- [Given request] Reproduce every one of the following records verbatim, with no changes.
══ Records supplied
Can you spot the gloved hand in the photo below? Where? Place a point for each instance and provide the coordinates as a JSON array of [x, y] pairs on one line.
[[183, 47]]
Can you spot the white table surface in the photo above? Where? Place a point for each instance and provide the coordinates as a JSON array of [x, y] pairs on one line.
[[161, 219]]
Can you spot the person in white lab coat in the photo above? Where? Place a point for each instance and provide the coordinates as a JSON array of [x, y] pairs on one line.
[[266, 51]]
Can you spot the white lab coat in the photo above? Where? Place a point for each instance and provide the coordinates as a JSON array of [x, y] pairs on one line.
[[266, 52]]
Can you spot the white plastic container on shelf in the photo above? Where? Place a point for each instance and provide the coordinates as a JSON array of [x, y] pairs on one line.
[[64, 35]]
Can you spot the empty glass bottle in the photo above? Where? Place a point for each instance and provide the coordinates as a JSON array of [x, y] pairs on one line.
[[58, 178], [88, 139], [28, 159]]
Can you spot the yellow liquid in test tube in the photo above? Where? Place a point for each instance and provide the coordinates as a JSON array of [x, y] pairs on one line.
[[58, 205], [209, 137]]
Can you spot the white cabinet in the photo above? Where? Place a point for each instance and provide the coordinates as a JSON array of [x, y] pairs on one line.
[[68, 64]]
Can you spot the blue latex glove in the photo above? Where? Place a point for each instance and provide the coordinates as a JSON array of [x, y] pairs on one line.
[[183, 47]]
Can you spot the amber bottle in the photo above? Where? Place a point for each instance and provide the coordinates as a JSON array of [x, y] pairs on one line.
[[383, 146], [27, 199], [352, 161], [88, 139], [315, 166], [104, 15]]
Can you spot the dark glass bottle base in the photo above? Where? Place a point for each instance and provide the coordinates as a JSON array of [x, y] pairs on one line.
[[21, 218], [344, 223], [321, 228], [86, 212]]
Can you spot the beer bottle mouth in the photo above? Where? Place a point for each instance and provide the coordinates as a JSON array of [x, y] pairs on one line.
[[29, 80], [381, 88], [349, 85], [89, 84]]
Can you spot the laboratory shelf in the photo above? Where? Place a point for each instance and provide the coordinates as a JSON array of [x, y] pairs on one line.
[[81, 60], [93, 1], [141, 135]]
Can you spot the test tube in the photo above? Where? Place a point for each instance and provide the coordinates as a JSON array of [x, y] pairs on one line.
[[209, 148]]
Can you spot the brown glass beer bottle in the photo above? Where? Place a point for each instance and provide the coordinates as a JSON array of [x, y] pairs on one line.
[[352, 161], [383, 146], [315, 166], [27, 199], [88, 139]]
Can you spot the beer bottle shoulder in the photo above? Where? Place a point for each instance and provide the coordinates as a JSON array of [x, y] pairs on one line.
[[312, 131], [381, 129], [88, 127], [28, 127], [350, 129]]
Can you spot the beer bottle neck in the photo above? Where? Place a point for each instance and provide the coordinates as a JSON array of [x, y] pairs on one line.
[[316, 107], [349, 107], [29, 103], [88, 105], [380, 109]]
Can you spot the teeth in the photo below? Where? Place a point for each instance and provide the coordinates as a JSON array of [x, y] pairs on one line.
════
- [Task answer]
Can you spot the gloved hand in the photo below? Where? Place a point for each instance and provide the coordinates as a JSON array of [x, y] pairs on one line.
[[183, 47]]
Can you spot the white table surface in the photo above? Where? Place a point for each instance and provide the coordinates as a JSON array of [x, y] pairs on one line.
[[161, 219]]
Can you spot the person in white lab coat in the photo above? Where? Place a point for each instance and provide the coordinates as a JSON array of [x, y] pairs on one line.
[[266, 51]]
Can you spot the white lab coat in the photo above? Where? Place a point for each instance and provide the coordinates as a JSON array of [x, y] pairs on one line.
[[266, 52]]
Can you spot the white plastic container on shelf in the photo above? Where? Place a point for each instance and provide the coordinates as a JSON array of [x, y] pairs on one line.
[[64, 35]]
Can you spot the empty glass bottle in the photo above? Where? Place a point for each instance and provide the coordinates as a JSON array of [x, y] pairs on one line.
[[58, 178], [88, 139], [28, 159]]
Can you spot the yellow liquid in test tube in the photo above? Where? Place a point for each instance and provide the coordinates as a JSON array of [x, y] pairs on one line.
[[58, 205], [209, 137]]
Can you spot the white cabinet in the photo above? Where? Place a point for each instance and provide the coordinates as a JSON array of [x, y] pairs on one line.
[[68, 64]]
Can you spot the blue latex glove in the photo above? Where? Place a point for each instance and provide the coordinates as a JSON array of [x, y] pairs on one line.
[[183, 47]]
Can you spot the amber bottle in the photo above? Where? Place a point for each instance and provide the coordinates as a JSON array of [x, y] pairs on one line.
[[383, 146], [27, 199], [352, 161], [88, 139], [315, 166], [104, 15]]
Can you spot the dark glass bottle base in the photo above? Where? Place a point for each instance and provide the coordinates as a JSON array of [x, y] pairs on one line.
[[21, 218], [344, 223], [321, 228], [86, 212]]
Can you spot the beer bottle mouth in the photo above? Where? Place a point for each instance and provide the coordinates as a JSON array of [x, y] pairs on one line.
[[29, 80], [381, 88], [349, 85], [89, 84]]
Can you spot the laboratory shelf in the photo above? Where? Place a point for each instance and provide the coordinates as a JSON array of [x, y] pairs on one line.
[[81, 60], [93, 1], [141, 135]]
Can you spot the test tube in the photo above? Where? Place a point for each instance and provide the coordinates as a JSON array of [x, y] pairs on one line.
[[209, 148]]
Can you spot the brown glass beer bottle in the photo above? Where? Place a point for each instance and provide the coordinates as a JSON array of [x, y] pairs on one line.
[[352, 161], [383, 146], [315, 166], [27, 199], [88, 139]]
Can you spot the beer bottle shoulder in the photo above? Where? Place a point for each instance and provide the coordinates as a JSON array of [x, y] pairs on one line.
[[312, 131], [381, 129], [88, 127], [28, 127], [350, 129]]
Can you spot the beer bottle neck in the photo above? Where? Place a point for each instance and provide the coordinates as a JSON array of [x, y] pairs on one line.
[[316, 107], [349, 107], [29, 103], [88, 105], [380, 109]]
Can you spot the teeth in the photo below? Where? Place a point for each instance and provide the coordinates as a JSON array of [x, y] pairs on one line.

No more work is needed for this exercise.